È opinione comune ritenere il gatto un animale distaccato, sornione, egoista, opportunista, inaffidabile, individualista. Questi in realtà sono pregiudizi, purtroppo piuttosto diffusi, che nascono dalla scarsa conoscenza di questo animale soprattutto dal punto di vista etologico.
Per comprendere fino in fondo i comportamenti del nostro compagno a quattro zampe senza farci condizionare da pregiudizi, dobbiamo prima di tutto domandarci se il gatto sia un animale solitario oppure un animale sociale. La risposta non è semplice.
Dobbiamo tenere presente che il gatto domestico ha iniziato a vivere a stretto contatto con l’uomo solo in tempi relativamente recenti (circa 2000 anni fa, mentre il cane 10000 anni fa). Il grande cambiamento determinato dall’addomesticamento è stato il passaggio da una vita quasi esclusivamente solitaria, tipica del gatto selvatico, a una vita caratterizzata da stretti rapporti con altri gatti e con l’uomo.

**Consegna:**
Riprendi il testo sul comportamento del gatto e proseguilo a partire dall'ultima frase. Il materiale non ha alcun legame con il testo.

**Materiale fornito:**
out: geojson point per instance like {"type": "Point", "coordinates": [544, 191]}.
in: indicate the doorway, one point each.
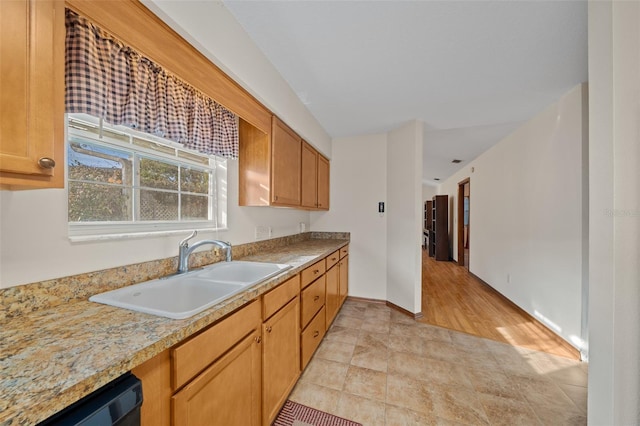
{"type": "Point", "coordinates": [464, 221]}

**Risposta:**
In realtà, l’organizzazione sociale del gatto è ancora oggi piuttosto fluida e dipende direttamente dall’entità delle risorse disponibili: se le risorse sono molto scarse e l’unico sostentamento per nutrirsi è l’attività predatoria, il gatto tenderà a condurre una vita solitaria. In ambienti rurali, in cui in parte il cibo è fornito dall’uomo, si assiste alla formazione di piccoli gruppi sociali. In ambiente urbano, dove il cibo è abbondante e concentrato in spazi ristretti, il gatto vive in gruppi sociali allargati dei quali entra a far parte a pieno titolo anche l’uomo e spesso altre specie animali.
Tali gruppi sociali si basano sul sistema del matriarcato, sono costituiti cioè da gruppi di femmine imparentate tra loro e dai loro piccoli, mentre i maschi adulti interi (non castrati) di solito non sono accettati. Tali gruppi sono molto chiusi e xenofobi, e si caratterizzano per un forte attaccamento al territorio in cui si formano.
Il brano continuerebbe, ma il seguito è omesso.